Exercise details
Output the material exactly, keeping every line intact.

Dataset content
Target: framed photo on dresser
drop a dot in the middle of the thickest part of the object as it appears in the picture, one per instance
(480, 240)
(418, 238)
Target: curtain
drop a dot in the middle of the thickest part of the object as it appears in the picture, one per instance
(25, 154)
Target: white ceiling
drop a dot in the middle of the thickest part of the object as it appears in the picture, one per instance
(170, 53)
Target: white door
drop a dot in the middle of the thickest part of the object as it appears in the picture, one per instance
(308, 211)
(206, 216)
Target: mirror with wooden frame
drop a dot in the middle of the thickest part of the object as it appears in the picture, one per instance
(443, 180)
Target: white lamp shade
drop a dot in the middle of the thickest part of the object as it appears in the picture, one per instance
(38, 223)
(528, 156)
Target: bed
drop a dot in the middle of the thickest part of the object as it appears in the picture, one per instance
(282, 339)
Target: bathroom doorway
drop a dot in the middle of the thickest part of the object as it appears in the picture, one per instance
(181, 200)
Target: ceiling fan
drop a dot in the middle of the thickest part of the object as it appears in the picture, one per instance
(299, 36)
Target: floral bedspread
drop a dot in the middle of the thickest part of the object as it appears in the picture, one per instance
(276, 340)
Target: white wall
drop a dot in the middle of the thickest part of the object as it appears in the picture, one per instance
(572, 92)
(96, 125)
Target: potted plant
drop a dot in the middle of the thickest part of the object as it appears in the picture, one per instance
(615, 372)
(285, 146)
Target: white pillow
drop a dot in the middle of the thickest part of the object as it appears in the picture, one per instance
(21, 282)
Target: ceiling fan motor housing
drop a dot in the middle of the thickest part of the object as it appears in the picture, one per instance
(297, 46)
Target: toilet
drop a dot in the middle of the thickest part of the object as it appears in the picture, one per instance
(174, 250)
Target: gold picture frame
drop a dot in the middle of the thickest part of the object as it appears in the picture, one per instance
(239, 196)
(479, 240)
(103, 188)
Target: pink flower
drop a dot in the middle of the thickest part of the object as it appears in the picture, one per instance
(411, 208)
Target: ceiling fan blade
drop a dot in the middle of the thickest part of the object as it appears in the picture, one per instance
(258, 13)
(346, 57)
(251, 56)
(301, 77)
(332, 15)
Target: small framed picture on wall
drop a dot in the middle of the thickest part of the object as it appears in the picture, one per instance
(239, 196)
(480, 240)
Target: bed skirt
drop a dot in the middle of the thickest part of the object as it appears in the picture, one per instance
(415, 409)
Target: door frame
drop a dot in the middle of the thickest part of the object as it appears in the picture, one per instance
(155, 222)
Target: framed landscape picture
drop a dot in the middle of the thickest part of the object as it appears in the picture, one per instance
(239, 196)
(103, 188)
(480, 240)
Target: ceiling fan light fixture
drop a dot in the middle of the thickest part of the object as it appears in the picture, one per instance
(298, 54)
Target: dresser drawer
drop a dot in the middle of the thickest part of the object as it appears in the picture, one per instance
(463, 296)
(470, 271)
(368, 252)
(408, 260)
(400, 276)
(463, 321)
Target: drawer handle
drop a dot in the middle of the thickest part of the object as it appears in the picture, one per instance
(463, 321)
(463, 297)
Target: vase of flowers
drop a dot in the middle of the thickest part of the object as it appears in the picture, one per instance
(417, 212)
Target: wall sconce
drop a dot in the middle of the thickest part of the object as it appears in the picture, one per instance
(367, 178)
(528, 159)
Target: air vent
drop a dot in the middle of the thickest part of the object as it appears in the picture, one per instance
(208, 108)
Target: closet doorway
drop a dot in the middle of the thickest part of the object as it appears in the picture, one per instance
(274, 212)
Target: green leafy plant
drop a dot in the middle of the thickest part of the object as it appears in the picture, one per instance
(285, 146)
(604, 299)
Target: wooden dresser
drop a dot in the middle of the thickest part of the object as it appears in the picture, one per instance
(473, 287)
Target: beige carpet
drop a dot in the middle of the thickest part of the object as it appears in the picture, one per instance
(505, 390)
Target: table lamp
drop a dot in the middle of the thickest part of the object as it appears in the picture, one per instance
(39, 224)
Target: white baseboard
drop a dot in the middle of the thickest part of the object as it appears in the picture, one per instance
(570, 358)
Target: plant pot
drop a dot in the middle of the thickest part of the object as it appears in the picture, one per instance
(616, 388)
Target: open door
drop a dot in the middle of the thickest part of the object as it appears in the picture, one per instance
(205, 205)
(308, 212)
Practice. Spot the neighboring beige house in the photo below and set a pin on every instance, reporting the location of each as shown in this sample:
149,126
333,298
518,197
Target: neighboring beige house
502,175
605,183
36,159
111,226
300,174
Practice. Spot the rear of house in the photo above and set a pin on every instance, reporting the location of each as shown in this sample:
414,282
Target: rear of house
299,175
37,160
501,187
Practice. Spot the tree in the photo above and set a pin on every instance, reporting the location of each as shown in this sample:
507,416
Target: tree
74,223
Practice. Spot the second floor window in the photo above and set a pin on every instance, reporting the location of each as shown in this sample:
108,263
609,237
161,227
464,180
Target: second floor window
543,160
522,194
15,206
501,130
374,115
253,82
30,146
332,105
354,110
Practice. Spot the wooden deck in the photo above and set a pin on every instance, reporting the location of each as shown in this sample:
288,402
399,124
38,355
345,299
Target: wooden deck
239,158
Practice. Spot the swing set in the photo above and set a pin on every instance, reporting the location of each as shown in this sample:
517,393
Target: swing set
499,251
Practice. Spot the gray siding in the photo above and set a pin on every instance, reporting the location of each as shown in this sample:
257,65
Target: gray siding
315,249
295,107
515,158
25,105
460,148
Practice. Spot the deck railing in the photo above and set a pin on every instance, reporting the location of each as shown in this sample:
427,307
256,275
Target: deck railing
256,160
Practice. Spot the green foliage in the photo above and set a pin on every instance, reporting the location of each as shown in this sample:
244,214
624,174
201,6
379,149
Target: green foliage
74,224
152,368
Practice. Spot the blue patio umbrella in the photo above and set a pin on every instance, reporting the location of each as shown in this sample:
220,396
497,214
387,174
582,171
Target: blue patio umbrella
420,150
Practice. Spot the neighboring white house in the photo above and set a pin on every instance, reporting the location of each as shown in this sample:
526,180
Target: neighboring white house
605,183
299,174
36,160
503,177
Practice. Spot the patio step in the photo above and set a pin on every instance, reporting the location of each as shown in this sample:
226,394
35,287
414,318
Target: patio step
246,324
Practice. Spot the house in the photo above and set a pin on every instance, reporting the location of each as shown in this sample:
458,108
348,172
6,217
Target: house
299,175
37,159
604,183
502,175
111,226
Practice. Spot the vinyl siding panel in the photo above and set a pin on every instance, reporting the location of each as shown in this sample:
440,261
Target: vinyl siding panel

Written answer
Target: framed photo on dresser
drop a dot in the middle of the thickest part of the object as it appears in the picture, one per instance
(480, 240)
(418, 238)
Target: curtain
drop a dot in the middle of the thickest part of the object as it appears in the picture, one per instance
(25, 154)
Target: white ceiling
drop a dot in the middle of the thickest part of the object as it appears in the picture, one per instance
(170, 53)
Target: white door
drop a dot in the middle of the thickest part of the object as it appears in the picture, one per instance
(308, 211)
(206, 216)
Target: mirror with wooden frame
drop a dot in the middle of the thickest part of the object as it appears in the picture, one per instance
(443, 180)
Target: white lamp shade
drop a dot in the middle of the thickest part of the object as it appears in the picture, one per instance
(38, 223)
(528, 156)
Target: bed
drop a dot in the middle of the thickest part of the object as it appears in the picture, one per instance
(282, 339)
Target: bathroom doorway
drop a dot in the middle of the thickest part of the object as it appears in the picture, one per instance
(181, 200)
Target: ceiling fan
drop a dot in the middle of the thickest part of the object as it appears in the picture, one per instance
(299, 36)
Target: floral bedspread
drop a dot in the middle of the thickest part of the object as it appears in the picture, one per instance
(276, 340)
Target: white wall
drop a dot in the middle of the thickest part of the object as it appears in the picture, one per instance
(572, 92)
(96, 125)
Target: potted plant
drop a dot in the middle of the thickest part of the object as it appears in the picture, one per instance
(615, 372)
(285, 146)
Target: white pillow
drop a dot in the middle of the thickest part of the object as it appears in the picture, one per instance
(21, 282)
Target: ceiling fan motor housing
drop a dot in the middle of the thickest part of the object as it appears in the picture, one per instance
(297, 46)
Target: toilet
drop a dot in the middle of the thickest part of the object as it appears in the picture, one per instance
(174, 250)
Target: gold picture frame
drop a dot in the middle of the thickest part of the object as it appears in the picture, one per instance
(239, 196)
(479, 240)
(103, 188)
Target: pink flower
drop a dot in the middle of the thickest part of the object as it appears in the picture, one per instance
(411, 208)
Target: ceiling fan blade
drop a dot in the middle of the thickest part of the object as it appears in the picture, one per instance
(258, 13)
(346, 57)
(251, 56)
(301, 77)
(332, 15)
Target: small framed picture on wall
drop a dot in the middle of the thickest part of the object as it appears in the picture, one per instance
(239, 196)
(480, 240)
Target: bed skirt
drop a dot in the middle of the thickest part of the object as it appears in the picture, one per instance
(415, 409)
Target: door frame
drop a dot in the middle of the thickest part of the object as it appears in the picture, one per instance
(155, 222)
Target: framed landscape picture
drop a dot in the middle of the thickest part of the object as it appears in the picture, one per instance
(239, 196)
(103, 188)
(480, 240)
Target: ceiling fan light fixture
drop a dot in the middle of the thickest part of the object as it appears in the picture, one per instance
(298, 54)
Target: dresser drawer
drop a dot in the middle of the thickest part of the object as it appears in the picture, one per instance
(463, 296)
(470, 271)
(368, 252)
(408, 260)
(400, 276)
(463, 321)
Target: drawer handle
drop a dot in the middle of the thickest part of the object as it appears in the picture, one per instance
(463, 321)
(463, 297)
Target: vase of flowers
drop a dot in the middle of the thickest part of the object as it appears in the picture, one per instance
(417, 212)
Target: wall sconce
drop a dot in the middle of the thickest part of the object as it appears in the picture, one per instance
(367, 178)
(528, 159)
Target: air vent
drop a dot in the middle of the thickest part of the object as it appears in the picture, one per instance
(208, 108)
Target: closet doorway
drop a dot in the middle of the thickest part of the object as it appears in the picture, one per instance
(274, 212)
Target: green leafy plant
drop a dot in the middle of the thickest part of the object as it appears in the picture, one per instance
(285, 146)
(604, 299)
Target: wooden dresser
drop a dot in the middle of the thickest part of the object as it appears in the picture, one per instance
(473, 287)
Target: beige carpet
drop a dot in the middle of the thickest part of the object as it appears in the picture, one per instance
(505, 390)
Target: table lamp
drop a dot in the middle of the thickest part of the object as it appears in the picture, one per instance
(39, 224)
Target: white baseboard
drop a dot in the middle of the thickest part of the object as it appears in the picture, one per instance
(570, 358)
Target: plant pot
drop a dot in the middle of the thickest part of the object as it appears in the picture, one per instance
(616, 388)
Target: open door
drop a dot in the middle of the thickest part of the object as it appears in the picture, one per instance
(205, 205)
(308, 212)
Practice. Spot the neighboring beige house in the photo below and set a pin on every instance, reporting the location of each as shown in this sample:
149,126
333,298
518,197
Target: neighboring beige house
502,175
605,183
36,159
111,226
300,174
Practice. Spot the rear of house in the photo above and set a pin on every instance, reporting the location of each as shown in this sample:
414,282
Target: rear of house
299,175
37,160
501,187
Practice. Spot the tree in the photo above and set a pin on every instance, reporting the location of each as shown in this sample:
507,416
Target: tree
74,223
Practice. Spot the second floor window in the photo above and set a pin on every instance, reporting the location of each as shown in this sample:
108,263
609,237
161,227
464,180
Target: second floor window
543,160
522,194
15,206
501,130
374,115
253,82
30,146
332,105
354,110
Practice. Spot the wooden deck in the photo above and set a pin on every instance, reporting the location of each as shown in this sample:
288,402
399,124
38,355
345,299
Target: wooden deck
239,158
Practice. Spot the swing set in the photo above and set a pin on every instance, reporting the location of each as shown in this sample:
517,393
Target: swing set
499,251
Practice. Spot the gray siding in the photo above and set a pin on every instance, reporting the location of each as shown in this sample:
257,65
Target: gray siding
315,249
295,107
515,158
25,105
460,148
Practice. Spot the deck railing in the photo above and set a pin on every instance, reporting the location of each as shown in this sample:
427,307
256,275
Target: deck railing
256,160
Practice. Spot the green foliage in the photo above and set a pin on every instance, reporting the location of each as shown in this sample:
244,214
624,174
201,6
379,149
Target: green foliage
74,224
152,368
Practice. Spot the blue patio umbrella in the photo above and set a pin on every instance, reporting the location of each as shown in this sample:
220,396
497,214
387,174
582,171
Target: blue patio umbrella
420,150
Practice. Spot the neighboring white house in the photo above and set a pin on every instance, reporting the location of each as shown in this sample:
526,180
Target: neighboring white house
605,183
299,174
36,160
503,177
Practice. Spot the patio step in the photo above and set a pin on every instance, reporting the location of each as shown in this sample:
226,394
35,287
414,318
Target: patio step
246,324
Practice. Spot the house in the photo above and set a pin on every instance, reporting the location of each as shown in this sample:
458,108
348,172
6,217
Target: house
299,175
37,159
604,183
502,175
111,226
Practice. Spot the vinyl siding panel in the photo above and set a pin on every instance, reporting the location of each as shown in this sample:
440,261
Target: vinyl siding panel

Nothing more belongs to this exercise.